■ PROBLEM TO SOLVE
Reproduce in full, word for word, the passage below about Eddie Vedder and Ralph Nader at the Madison Square Garden rally.

■ DOCUMENT SECTION
· · · · · · ·
Eddie Vedder received an outrageous welcome from a group of young people who grew up on grunge. To see him amble on stage alone, guitar in hand, was both awe-inspiring and strangely comforting.

Vedder quietly, but powerfully, noted the significance of the night. "All these other rallies that Ralph's done haven't gotten attention. That's going to stop now. They can't ignore this."

He apologized for the $20 admission fee and for not having written a special song for Nader. Then he did something far more compelling: Explaining he would play a 30-year-old song "with the permission of the author," he struck the first chords of "The Times They Are A-Changin." Hand-held flames speckled the darkened arena.

By the time it was Nader's turn to speak, the audience, a tad emotionally drained, seemed to take a deep breath and gear down for another huge ovation. Nader, almost overcome with emotion, laughed and shook his fists and flashed the crowd his natural, goofy grin -- and got down to work. He is not the most eloquent speaker (although I didn't find him nearly as dry as I'd been warned) and, yes, even a brilliant man can mangle a syll-able or two.

But it's different. He's not trying to sound presidential or compassionate, or to sound like you or me. Mostly, he is so stocked with years of research and knowledge, and so caught up in his own inherent fervor, that sometimes his mouth can't keep up with the engines of his brain.

For those citizens there simply out of curiosity or out of debate fatigue, Nader's speech proved one of the simpler reasons why neither Bush nor Gore would want to debate him. He is simply too smart, too prepared, too relentless.

He spoke for a long time, as predicted. The last time he had spoken at Madison Square Garden was in 1979 at a No Nukes rally, after which no more nuclear plants were ordered in the United States.
· · · · · · ·
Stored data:
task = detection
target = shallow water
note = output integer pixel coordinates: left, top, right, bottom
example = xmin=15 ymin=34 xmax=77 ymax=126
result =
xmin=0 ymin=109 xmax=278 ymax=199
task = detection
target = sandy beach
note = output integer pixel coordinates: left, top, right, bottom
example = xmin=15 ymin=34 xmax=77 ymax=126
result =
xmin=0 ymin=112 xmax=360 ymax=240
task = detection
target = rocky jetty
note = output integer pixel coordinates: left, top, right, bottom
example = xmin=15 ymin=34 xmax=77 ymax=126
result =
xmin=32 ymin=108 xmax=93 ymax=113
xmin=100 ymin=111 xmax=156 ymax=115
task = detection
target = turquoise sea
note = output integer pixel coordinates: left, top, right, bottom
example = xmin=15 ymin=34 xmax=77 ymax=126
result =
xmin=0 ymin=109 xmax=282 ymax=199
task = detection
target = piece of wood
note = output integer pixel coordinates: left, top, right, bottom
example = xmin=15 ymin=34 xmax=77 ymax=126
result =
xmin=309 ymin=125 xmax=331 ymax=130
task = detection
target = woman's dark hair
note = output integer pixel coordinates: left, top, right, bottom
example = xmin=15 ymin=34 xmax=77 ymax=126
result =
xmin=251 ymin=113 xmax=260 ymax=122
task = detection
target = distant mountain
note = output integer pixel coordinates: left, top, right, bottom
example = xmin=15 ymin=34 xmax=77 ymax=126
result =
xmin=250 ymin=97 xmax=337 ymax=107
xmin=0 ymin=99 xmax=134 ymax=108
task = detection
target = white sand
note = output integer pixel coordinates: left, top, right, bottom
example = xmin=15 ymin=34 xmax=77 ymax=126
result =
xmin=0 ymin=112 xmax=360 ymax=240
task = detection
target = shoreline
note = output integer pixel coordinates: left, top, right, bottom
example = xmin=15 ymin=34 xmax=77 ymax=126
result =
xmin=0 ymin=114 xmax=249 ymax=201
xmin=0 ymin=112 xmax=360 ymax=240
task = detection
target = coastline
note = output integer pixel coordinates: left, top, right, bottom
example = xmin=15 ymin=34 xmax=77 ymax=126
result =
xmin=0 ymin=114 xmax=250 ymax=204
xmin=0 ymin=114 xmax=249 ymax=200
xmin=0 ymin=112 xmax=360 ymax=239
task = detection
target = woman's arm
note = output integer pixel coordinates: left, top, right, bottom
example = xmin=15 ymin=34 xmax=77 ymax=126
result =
· · · · · · ·
■ RESULT OF THIS EXERCISE
Eddie Vedder received an outrageous welcome from a group of young people who grew up on grunge. To see him amble on stage alone, guitar in hand, was both awe-inspiring and strangely comforting.

Vedder quietly, but powerfully, noted the significance of the night. "All these other rallies that Ralph's done haven't gotten attention. That's going to stop now. They can't ignore this."

He apologized for the $20 admission fee and for not having written a special song for Nader. Then he did something far more compelling: Explaining he would play a 30-year-old song "with the permission of the author," he struck the first chords of "The Times They Are A-Changin." Hand-held flames speckled the darkened arena.

By the time it was Nader's turn to speak, the audience, a tad emotionally drained, seemed to take a deep breath and gear down for another huge ovation. Nader, almost overcome with emotion, laughed and shook his fists and flashed the crowd his natural, goofy grin -- and got down to work. He is not the most eloquent speaker (although I didn't find him nearly as dry as I'd been warned) and, yes, even a brilliant man can mangle a syll-able or two.

But it's different. He's not trying to sound presidential or compassionate, or to sound like you or me. Mostly, he is so stocked with years of research and knowledge, and so caught up in his own inherent fervor, that sometimes his mouth can't keep up with the engines of his brain.

For those citizens there simply out of curiosity or out of debate fatigue, Nader's speech proved one of the simpler reasons why neither Bush nor Gore would want to debate him. He is simply too smart, too prepared, too relentless.

He spoke for a long time, as predicted. The last time he had spoken at Madison Square Garden was in 1979 at a No Nukes rally, after which no more nuclear plants were ordered in the United States.